►
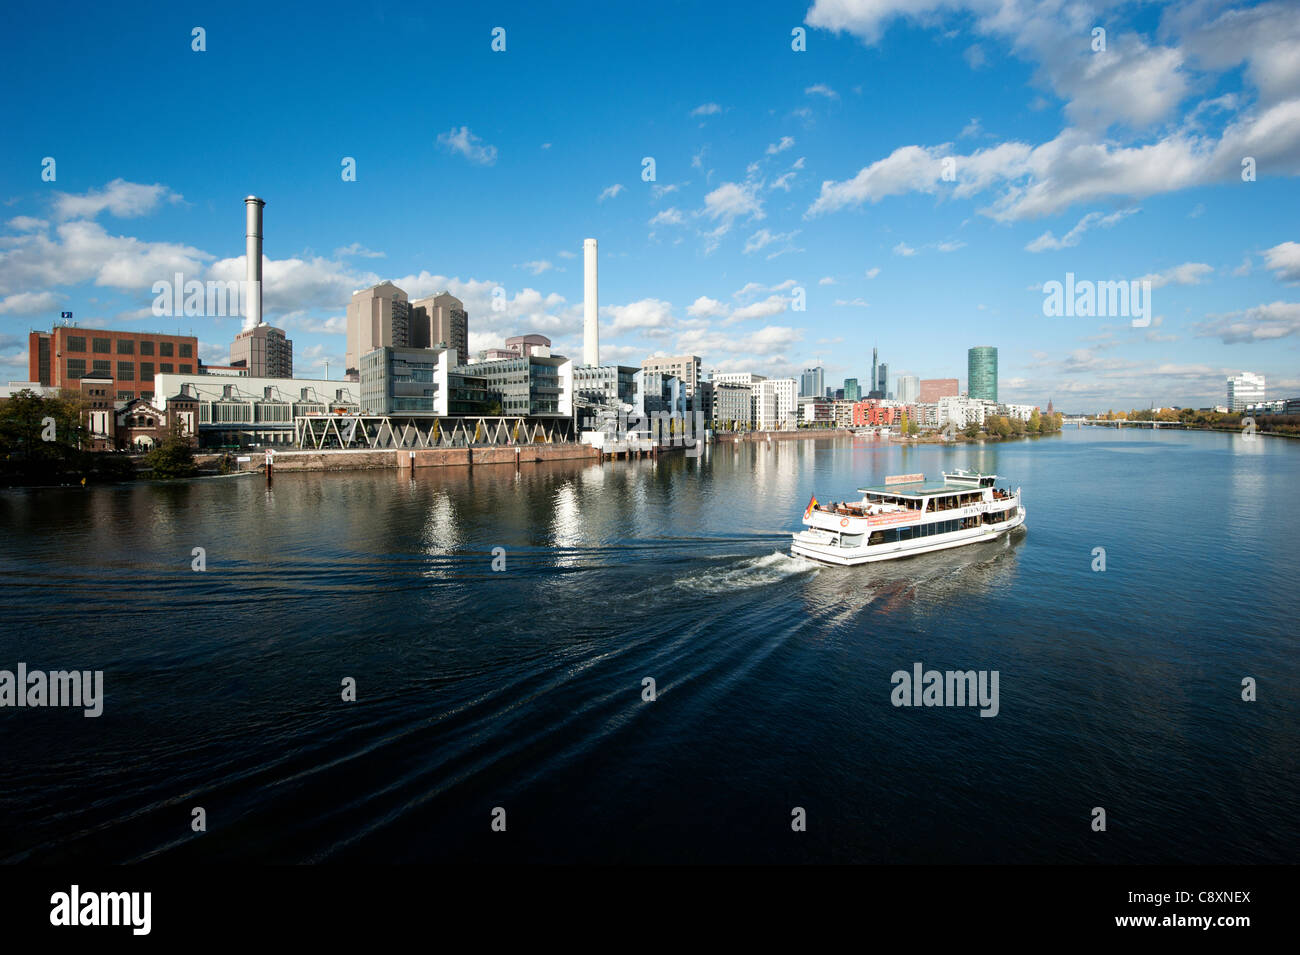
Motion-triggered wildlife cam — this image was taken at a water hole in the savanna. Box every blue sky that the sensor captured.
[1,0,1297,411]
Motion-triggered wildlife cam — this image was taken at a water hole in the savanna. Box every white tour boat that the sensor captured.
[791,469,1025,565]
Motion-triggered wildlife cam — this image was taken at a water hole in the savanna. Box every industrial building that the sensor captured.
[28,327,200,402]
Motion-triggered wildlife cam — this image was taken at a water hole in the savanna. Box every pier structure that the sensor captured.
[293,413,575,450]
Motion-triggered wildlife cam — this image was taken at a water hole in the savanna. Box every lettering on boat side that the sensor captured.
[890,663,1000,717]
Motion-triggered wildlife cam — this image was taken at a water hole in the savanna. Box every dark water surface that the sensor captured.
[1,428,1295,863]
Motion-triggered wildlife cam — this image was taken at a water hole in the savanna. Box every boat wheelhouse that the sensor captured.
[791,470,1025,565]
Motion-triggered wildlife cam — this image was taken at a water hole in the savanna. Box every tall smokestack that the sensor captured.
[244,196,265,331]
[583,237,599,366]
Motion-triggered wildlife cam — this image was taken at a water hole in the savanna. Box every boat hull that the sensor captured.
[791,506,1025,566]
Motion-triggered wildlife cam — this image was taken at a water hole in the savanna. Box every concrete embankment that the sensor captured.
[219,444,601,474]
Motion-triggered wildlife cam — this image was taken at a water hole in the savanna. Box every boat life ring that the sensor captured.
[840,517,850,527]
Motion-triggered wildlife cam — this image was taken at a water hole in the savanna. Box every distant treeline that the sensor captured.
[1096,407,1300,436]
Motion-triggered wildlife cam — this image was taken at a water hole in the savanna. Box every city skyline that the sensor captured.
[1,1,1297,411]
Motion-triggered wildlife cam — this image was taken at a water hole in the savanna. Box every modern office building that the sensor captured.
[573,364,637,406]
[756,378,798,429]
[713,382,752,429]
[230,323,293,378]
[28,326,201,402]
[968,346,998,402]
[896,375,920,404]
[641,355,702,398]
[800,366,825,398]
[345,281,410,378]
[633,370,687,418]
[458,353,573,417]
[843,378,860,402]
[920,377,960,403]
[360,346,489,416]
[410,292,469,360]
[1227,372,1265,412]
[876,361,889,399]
◄
When an image appears in the data, skip it and output the rest exactly.

Result for this exercise:
Motion-triggered wildlife cam — this image was taken at a water hole in the savanna. Box every blue sky that the sensor captured.
[1,0,1297,411]
Motion-triggered wildlife cam — this image was taken at a water hole in the savanna. Box every white tour boat that the sensor captured.
[791,469,1025,565]
Motion-triggered wildlife cam — this image was taken at a water hole in the savanna. Box every industrial building that the sensor captured.
[28,327,200,402]
Motion-triggered wildlife cam — this image was taken at a water hole in the savanna. Box every pier structure that the sensor captured.
[293,413,575,450]
Motion-triggered wildlife cam — this image was taken at a water hole in the savanna. Box every lettering on boat side that the sensor captured.
[890,663,1000,717]
Motion-triggered wildlife cam — this image was taken at a water hole in the savanna. Box every dark water surface that the sensor captured.
[1,428,1295,863]
Motion-triggered wildlife cam — this image was taken at a water hole in the savanna. Box every boat wheelhouse that the sensor captured.
[791,470,1025,565]
Motion-triggered wildlife cam — this image was taken at a water hole in the savanna. Box every tall smokestack that the sensor captured.
[244,196,265,331]
[583,237,599,366]
Motion-triggered wildlife cam — this image was taken at a water hole in the savanna. Box every boat hull that the sensor captured.
[791,506,1025,566]
Motion-triggered wildlife cam — this image was taken at a water hole in the savanna. Box every concrete embankment that the sensor captured.
[219,444,601,474]
Motion-triggered wildlife cam — this image was taken at a water hole in the savanna. Box every boat life ring that the sensor captured.
[840,517,850,527]
Motion-triggered wildlife cam — this image was taken at a water hole in the savanna. Box every distant treeline that the sensor captured.
[1096,407,1300,436]
Motion-triggered wildlife cam — this image was taken at a water hole in the savanna. Box every city skyline that the sensor captured.
[1,1,1297,411]
Motion-triggered wildlife cam — this image was taken at a water hole in the savanna. Box every modern office building that the sensor captured.
[573,364,637,406]
[756,378,798,429]
[713,382,752,429]
[230,323,293,378]
[28,326,201,402]
[968,346,998,402]
[896,375,920,404]
[641,355,702,398]
[800,366,825,398]
[345,281,410,378]
[633,370,687,418]
[458,353,573,417]
[843,378,860,402]
[920,377,960,403]
[360,346,489,416]
[410,292,469,360]
[1227,372,1265,412]
[876,361,889,399]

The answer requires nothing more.